» **Short exercise A**:
What date appears at the top of the blog post below?

== Document excerpt

Monday, November 14, 2011

Never Stop Romancing Me

"Papa, I want to. I want imbed these garments of torment deep into the splintering stretches of your cross. I want so badly to nail them there and leave them forever in your hands to be saturated in your blood. Papa, my heart's still bound. I can feel the bindings that lie across my wrists and around my chest tighten every time I seek to execute my plan of escape.
Papa, be honest. What do you really think of me...?" Until not I couldn't bare to look at Him. I didn't want to know what expression laid strewn across his face. But in His silence, I search His face for the answer to my question. ......(smiling, as he looks at me) Hannah, you have no idea. I love you so much. You make me so happy. When you look at me, when you just try to picture my face, I melt. My heart melts for you. I don't just love you. I am so IN love with you. You captured my heart. It's bound for you. It's completely set on you & nothing, no one, no circumstances could ever make it take its eyes off you because I'm completely in rapture by you. You all set about sometimes trying to dream up a perfect woman or perfect man but I am I AM. I don't have to dream because I have already created it. I have already created you. Sure, you may not be spotless by the world's standard but covered in my grace, you're perfect. You're everything I've wanted. You are my baby girl, who I love so much. With me, you are safe. Do you remember when I proposed to you last year? "Yeah..." I want to give you everything. Read to me of my love for you...

====
== Records to use

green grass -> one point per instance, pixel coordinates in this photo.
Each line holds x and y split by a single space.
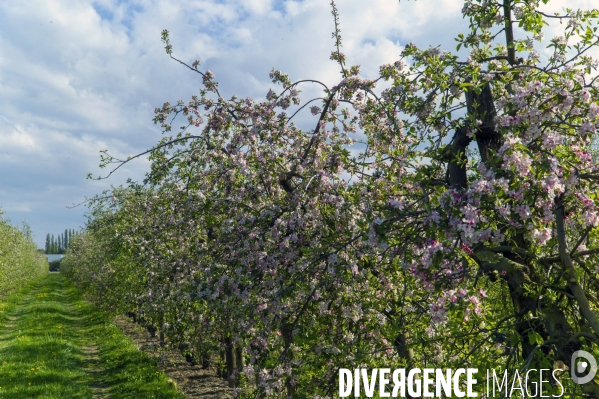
54 344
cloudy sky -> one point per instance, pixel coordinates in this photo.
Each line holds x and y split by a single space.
81 76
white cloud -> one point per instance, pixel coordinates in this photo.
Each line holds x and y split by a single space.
79 76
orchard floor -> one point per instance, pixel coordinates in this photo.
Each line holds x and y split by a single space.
54 344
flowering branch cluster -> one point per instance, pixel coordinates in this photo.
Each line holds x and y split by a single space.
461 230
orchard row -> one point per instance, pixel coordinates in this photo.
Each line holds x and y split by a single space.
443 215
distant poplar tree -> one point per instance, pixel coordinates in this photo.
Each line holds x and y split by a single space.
47 247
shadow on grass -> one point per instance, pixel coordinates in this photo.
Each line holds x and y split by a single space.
57 345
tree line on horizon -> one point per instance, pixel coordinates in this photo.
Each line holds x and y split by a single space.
60 243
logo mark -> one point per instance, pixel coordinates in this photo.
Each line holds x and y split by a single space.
589 364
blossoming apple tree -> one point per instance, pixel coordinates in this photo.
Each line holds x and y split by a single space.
462 234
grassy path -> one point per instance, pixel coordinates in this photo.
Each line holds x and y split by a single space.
54 344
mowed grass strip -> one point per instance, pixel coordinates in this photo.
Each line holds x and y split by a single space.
54 344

====

» **Short exercise B**:
Count the lines in the records above that contain the string "orchard". Give only the number.

» **Written reply A**:
Monday, November 14, 2011

» **Written reply B**:
2